### Passage
-----
In the area of financial reporting the WICGI conference report identified weaknesses and stated that Taiwanese financial reporting requirements, as of the time of the assessment, did not require the "right kind of information in a fashion understandable to the international investment community" (p. 19). Since 1999 Taiwan, however, has been making efforts to converge national standards with the International Financial Reporting Standards (IFRSs). Finally, on June 5, 2009, the Accounting Research and Development Foundation of the Republic in Taiwan (ARDF) released its “Roadmap toward IFRS Adoption in Taiwan,” announcing its plan to fully adopt IFRSs in Taiwan using a phased-in approach. According to the Roadmap, in Phase I, listed companies and financial institutions supervised by the FSC (except for credit cooperatives, credit card companies, and insurance intermediaries) will be required to adopt Taiwan-IFRSs starting 2013, with early adoption permitted in 2012 for certain types of companies. In Phase II, other companies, including unlisted public companies, credit cooperatives, and credit card companies will me mandated to apply Taiwan-IFRSs starting from January 1, 2015, with earlier application permitted from January 1, 2013.
The WICGI report disclosed that share-based compensation is a "contentious" issue in Taiwan. The FSC has taken steps to limit the amount of shares distributed and to strengthen the disclosure and transparency public companies are required to provide about share distribution in their annual report and prospectuses. The conference report recommended establishing benchmarks for improved corporate governance and adoption of best practices in line with international requirements. It also recommended reforming shareholders' voting procedures, effectiveness of directors, and market for corporate control.
-----
### Given request 1
In the passage about Taiwan's financial reporting, on what date did the ARDF release its roadmap toward IFRS adoption?
The records below are unrelated to the passage about Taiwan's financial reporting.
-----
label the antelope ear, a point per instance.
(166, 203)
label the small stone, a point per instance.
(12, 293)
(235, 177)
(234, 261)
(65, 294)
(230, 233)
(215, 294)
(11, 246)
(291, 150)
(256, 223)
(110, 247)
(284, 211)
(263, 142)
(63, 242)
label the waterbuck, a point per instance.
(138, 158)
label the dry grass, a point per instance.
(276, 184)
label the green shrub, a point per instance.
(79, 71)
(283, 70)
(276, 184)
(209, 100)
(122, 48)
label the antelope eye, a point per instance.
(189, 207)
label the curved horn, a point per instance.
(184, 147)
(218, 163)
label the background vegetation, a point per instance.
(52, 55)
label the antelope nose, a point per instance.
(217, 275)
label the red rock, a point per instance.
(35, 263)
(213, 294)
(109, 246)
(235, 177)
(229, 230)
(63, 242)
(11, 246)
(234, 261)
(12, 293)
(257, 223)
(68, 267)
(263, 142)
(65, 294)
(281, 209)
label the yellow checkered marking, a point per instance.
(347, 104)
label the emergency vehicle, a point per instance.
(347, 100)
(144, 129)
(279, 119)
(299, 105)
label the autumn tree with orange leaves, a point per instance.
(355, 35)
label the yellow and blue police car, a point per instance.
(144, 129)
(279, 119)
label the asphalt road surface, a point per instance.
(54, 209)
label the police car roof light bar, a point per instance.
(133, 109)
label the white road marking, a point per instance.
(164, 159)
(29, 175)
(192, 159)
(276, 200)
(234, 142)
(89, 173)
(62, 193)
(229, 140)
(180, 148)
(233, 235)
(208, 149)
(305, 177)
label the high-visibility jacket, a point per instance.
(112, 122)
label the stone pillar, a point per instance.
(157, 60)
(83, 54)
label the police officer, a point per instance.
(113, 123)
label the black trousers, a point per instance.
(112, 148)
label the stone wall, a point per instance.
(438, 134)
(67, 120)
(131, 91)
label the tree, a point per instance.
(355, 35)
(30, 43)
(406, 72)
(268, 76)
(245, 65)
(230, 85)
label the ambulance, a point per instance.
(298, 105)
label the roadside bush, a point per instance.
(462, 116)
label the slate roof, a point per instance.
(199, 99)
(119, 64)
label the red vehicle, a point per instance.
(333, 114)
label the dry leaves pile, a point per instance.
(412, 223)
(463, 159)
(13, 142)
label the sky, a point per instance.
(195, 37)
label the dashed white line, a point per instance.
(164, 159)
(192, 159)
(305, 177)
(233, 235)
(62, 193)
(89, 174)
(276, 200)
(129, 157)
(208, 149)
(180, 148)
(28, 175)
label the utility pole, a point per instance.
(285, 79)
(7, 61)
-----
### Given request 2
List each line of the records that contains the word "leaves".

### Task output 1
June 5, 2009.

### Task output 2
label the autumn tree with orange leaves, a point per instance.
label the dry leaves pile, a point per instance.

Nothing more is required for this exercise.